Could you print the part of the material that opens with the line containing "Goal: detect all instances of red" and closes with the line containing "(595, 590), (723, 669)", unchanged and with both of those lines included?

[begin Entries supplied]

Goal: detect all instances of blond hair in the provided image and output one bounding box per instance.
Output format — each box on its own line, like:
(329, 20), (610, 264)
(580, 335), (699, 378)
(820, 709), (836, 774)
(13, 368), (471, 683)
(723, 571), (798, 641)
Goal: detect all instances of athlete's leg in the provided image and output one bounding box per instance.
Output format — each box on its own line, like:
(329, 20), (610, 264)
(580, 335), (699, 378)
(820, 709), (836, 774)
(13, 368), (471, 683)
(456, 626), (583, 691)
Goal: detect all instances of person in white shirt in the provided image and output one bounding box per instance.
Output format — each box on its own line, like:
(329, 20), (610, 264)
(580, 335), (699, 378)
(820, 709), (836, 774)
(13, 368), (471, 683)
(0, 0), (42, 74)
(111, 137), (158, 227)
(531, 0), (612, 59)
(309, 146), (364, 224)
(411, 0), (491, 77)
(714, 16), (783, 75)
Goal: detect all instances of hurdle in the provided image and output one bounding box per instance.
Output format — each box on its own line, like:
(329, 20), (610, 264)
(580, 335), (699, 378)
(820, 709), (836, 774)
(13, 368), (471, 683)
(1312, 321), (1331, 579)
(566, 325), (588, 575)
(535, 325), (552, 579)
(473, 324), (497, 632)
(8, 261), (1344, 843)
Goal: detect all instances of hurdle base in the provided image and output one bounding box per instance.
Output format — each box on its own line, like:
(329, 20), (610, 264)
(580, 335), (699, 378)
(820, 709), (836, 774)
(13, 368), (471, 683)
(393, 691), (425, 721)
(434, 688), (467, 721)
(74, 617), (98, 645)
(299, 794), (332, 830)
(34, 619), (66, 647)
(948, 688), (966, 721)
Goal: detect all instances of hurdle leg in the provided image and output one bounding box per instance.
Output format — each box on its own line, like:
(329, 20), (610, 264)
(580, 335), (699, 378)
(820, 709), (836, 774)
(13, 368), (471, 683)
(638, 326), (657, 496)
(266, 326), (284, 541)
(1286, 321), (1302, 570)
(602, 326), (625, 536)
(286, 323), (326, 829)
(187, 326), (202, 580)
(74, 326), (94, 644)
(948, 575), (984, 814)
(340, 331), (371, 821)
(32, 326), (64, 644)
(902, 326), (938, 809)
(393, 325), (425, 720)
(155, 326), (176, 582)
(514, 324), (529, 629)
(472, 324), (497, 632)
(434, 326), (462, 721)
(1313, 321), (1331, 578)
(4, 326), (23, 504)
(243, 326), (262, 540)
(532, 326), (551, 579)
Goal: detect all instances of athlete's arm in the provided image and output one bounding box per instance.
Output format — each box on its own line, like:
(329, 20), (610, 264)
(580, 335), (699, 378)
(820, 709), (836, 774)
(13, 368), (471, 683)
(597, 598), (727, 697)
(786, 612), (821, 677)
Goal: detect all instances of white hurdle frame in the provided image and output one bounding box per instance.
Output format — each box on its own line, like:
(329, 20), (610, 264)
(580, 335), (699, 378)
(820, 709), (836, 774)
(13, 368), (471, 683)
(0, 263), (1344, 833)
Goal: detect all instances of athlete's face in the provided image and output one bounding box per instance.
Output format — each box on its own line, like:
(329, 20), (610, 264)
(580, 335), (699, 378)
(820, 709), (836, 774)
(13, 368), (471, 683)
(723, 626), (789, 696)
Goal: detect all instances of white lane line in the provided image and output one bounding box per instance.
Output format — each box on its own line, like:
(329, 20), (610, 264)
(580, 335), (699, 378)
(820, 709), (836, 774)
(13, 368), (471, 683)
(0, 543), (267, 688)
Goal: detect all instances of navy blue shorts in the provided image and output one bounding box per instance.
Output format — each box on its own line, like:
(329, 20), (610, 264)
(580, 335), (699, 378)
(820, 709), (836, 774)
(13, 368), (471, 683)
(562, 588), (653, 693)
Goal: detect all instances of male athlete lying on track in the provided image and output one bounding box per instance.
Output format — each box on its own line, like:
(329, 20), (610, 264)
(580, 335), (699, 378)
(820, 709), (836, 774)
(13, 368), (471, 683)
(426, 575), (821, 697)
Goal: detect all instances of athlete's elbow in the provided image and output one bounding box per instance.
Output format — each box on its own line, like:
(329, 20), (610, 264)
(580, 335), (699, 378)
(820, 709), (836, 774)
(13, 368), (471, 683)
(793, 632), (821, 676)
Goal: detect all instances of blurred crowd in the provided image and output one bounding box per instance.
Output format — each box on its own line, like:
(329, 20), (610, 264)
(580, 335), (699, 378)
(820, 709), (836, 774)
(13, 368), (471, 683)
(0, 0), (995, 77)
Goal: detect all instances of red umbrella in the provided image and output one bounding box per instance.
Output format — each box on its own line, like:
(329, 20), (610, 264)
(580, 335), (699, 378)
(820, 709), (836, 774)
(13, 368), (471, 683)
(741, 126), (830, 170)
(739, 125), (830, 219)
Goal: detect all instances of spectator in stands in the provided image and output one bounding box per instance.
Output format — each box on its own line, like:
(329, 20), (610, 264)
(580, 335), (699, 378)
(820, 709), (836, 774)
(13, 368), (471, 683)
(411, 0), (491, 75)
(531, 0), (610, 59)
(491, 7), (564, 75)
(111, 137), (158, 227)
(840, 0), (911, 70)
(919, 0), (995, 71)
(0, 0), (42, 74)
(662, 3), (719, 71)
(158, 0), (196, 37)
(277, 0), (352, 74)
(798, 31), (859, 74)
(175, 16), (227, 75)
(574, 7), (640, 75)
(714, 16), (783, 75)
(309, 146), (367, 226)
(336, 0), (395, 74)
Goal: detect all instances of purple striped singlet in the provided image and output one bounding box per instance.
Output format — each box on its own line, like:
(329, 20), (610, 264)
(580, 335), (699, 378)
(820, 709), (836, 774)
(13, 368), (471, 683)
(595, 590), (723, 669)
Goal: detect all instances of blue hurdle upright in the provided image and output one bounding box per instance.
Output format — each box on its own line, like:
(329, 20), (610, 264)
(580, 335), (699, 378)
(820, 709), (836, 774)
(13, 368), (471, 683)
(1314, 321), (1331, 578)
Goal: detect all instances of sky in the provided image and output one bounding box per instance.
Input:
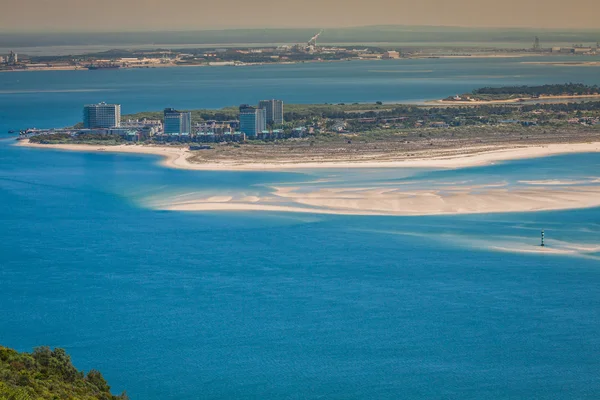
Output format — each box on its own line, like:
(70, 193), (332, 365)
(0, 0), (600, 32)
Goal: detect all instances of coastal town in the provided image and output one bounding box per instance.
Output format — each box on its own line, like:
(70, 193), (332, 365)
(19, 84), (600, 145)
(0, 31), (600, 71)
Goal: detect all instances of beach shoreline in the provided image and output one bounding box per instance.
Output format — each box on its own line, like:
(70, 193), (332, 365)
(426, 94), (600, 106)
(17, 139), (600, 171)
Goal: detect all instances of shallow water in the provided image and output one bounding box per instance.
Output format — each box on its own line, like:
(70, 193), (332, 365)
(0, 137), (600, 399)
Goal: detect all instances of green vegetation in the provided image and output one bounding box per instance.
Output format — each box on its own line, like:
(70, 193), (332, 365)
(445, 83), (600, 101)
(0, 346), (128, 400)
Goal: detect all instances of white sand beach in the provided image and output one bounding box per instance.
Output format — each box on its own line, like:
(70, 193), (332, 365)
(18, 140), (600, 171)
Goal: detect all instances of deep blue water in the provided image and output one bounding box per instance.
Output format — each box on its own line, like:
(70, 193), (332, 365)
(0, 61), (600, 400)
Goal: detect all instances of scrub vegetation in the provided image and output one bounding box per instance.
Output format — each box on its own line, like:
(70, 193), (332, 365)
(0, 346), (128, 400)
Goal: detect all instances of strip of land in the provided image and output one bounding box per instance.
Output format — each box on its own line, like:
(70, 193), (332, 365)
(18, 140), (600, 171)
(156, 186), (600, 216)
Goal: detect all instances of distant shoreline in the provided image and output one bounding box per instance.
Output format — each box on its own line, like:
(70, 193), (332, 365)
(18, 140), (600, 216)
(426, 94), (600, 106)
(17, 139), (600, 171)
(0, 53), (545, 72)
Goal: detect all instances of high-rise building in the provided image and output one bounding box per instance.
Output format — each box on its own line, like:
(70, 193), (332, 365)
(258, 100), (283, 125)
(6, 51), (19, 65)
(83, 103), (121, 129)
(240, 104), (267, 136)
(164, 108), (192, 135)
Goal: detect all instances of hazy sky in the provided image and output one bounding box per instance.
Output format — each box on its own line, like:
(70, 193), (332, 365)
(0, 0), (600, 31)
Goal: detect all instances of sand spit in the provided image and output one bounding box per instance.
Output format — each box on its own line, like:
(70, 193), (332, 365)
(147, 186), (600, 216)
(12, 140), (600, 171)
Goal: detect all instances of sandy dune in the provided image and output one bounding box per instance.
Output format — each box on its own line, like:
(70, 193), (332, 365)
(18, 140), (600, 171)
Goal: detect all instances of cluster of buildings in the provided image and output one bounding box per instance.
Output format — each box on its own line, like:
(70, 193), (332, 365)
(49, 99), (290, 142)
(0, 51), (19, 65)
(552, 43), (600, 54)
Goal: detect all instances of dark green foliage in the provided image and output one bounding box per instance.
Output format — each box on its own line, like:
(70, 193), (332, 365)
(473, 83), (599, 96)
(0, 346), (127, 400)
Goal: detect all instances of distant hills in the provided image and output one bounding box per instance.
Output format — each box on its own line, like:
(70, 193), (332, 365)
(0, 25), (600, 48)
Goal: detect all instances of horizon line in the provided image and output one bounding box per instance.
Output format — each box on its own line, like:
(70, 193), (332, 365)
(0, 24), (600, 35)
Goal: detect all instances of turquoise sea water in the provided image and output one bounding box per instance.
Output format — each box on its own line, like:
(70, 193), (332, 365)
(0, 60), (600, 399)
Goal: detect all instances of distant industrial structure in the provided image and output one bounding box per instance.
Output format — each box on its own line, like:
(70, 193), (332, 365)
(240, 104), (267, 137)
(258, 99), (283, 125)
(83, 103), (121, 129)
(164, 108), (192, 135)
(381, 50), (400, 60)
(0, 51), (19, 66)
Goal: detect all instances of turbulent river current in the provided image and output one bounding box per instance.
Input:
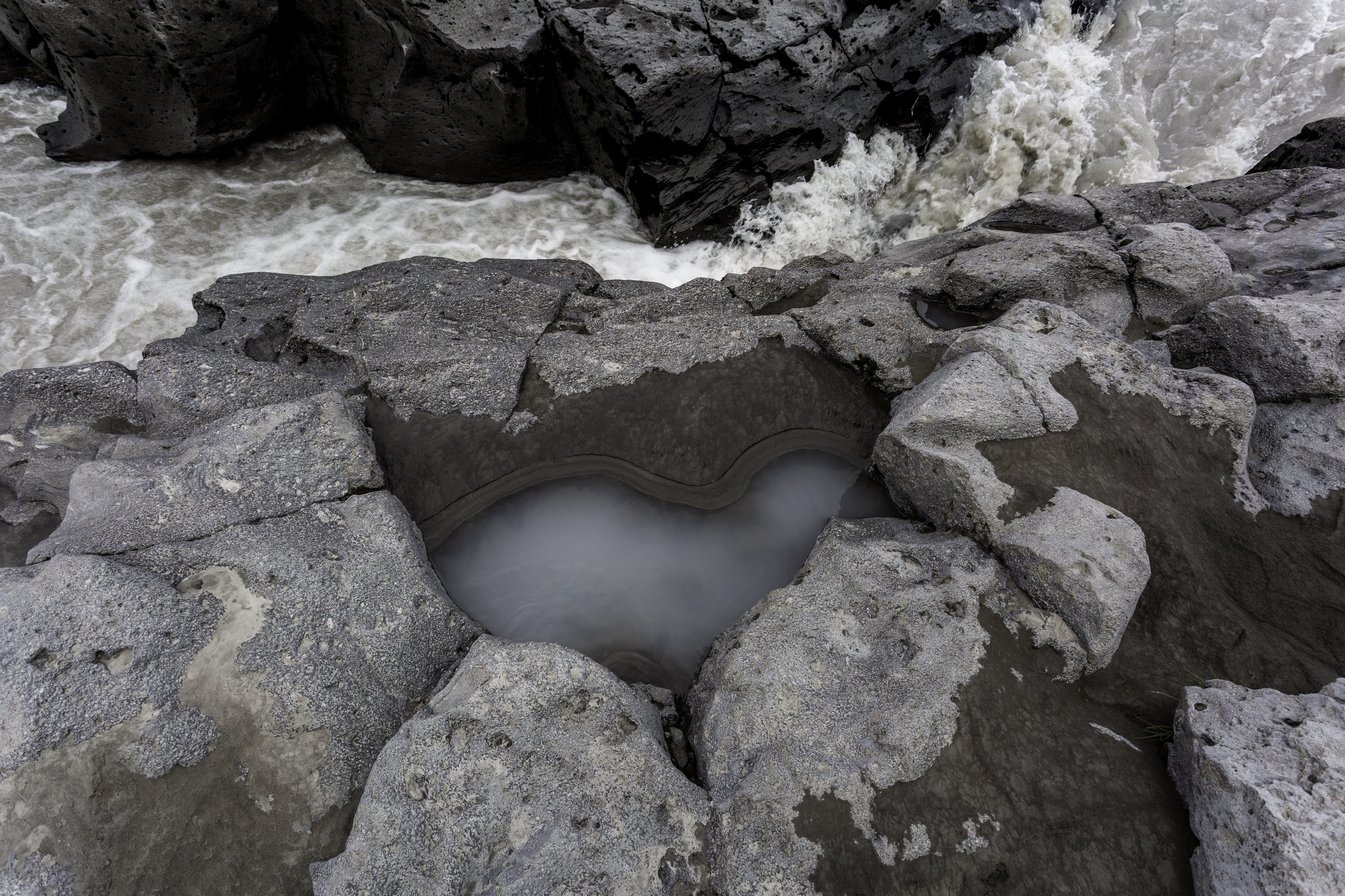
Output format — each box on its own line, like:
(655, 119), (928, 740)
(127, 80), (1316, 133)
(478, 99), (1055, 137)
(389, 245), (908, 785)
(0, 0), (1345, 370)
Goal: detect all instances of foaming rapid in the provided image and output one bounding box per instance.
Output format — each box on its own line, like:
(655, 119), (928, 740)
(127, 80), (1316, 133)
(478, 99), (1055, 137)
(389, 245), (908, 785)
(0, 0), (1345, 370)
(433, 451), (893, 691)
(738, 0), (1345, 254)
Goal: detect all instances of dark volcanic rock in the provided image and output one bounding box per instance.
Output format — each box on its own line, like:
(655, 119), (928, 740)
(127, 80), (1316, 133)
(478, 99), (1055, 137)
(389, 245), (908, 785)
(295, 0), (578, 183)
(1247, 118), (1345, 173)
(0, 0), (303, 160)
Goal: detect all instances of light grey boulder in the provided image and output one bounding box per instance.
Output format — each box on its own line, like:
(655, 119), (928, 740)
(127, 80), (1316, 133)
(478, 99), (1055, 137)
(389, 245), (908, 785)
(1247, 401), (1345, 517)
(30, 392), (383, 561)
(791, 269), (956, 394)
(1120, 223), (1235, 327)
(874, 301), (1264, 544)
(529, 277), (818, 395)
(1167, 678), (1345, 896)
(0, 557), (222, 775)
(687, 519), (1011, 896)
(1081, 182), (1219, 237)
(995, 488), (1149, 673)
(1209, 168), (1345, 296)
(1163, 293), (1345, 401)
(0, 361), (145, 512)
(971, 192), (1101, 233)
(0, 491), (480, 896)
(932, 230), (1134, 332)
(312, 636), (710, 896)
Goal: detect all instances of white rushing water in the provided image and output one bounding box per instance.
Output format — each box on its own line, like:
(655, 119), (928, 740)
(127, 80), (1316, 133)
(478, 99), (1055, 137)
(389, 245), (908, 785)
(0, 0), (1345, 370)
(433, 451), (893, 690)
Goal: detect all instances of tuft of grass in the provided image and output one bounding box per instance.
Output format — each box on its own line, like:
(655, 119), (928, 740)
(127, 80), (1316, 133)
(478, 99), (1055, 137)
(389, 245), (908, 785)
(1130, 716), (1173, 744)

[end Entries supplied]

→ **Expected output**:
Goal: detect all instances of red umbrella in the provided image and output one bounding box per instance.
Output format — each box on its own line, like:
(329, 20), (610, 264)
(580, 335), (699, 378)
(820, 709), (836, 774)
(13, 368), (471, 683)
(741, 126), (830, 170)
(739, 125), (830, 219)
Goal: detect all instances of spectator in stands in the provided image and output one bounding box per instance.
Output format — each box on its own line, like:
(329, 20), (610, 264)
(580, 335), (699, 378)
(820, 709), (836, 774)
(13, 368), (471, 683)
(411, 0), (491, 75)
(531, 0), (610, 59)
(491, 7), (564, 75)
(111, 137), (158, 227)
(840, 0), (911, 70)
(919, 0), (995, 71)
(0, 0), (42, 74)
(662, 3), (719, 71)
(158, 0), (196, 37)
(277, 0), (352, 74)
(798, 31), (859, 74)
(175, 16), (227, 75)
(574, 7), (640, 75)
(714, 16), (783, 75)
(309, 146), (367, 226)
(336, 0), (395, 74)
Goal: detect all instances of purple striped singlet in the provided image and output one bounding box per instance.
Output format — each box on its own line, like:
(329, 20), (610, 264)
(580, 335), (699, 378)
(820, 709), (836, 774)
(13, 368), (471, 683)
(595, 590), (723, 669)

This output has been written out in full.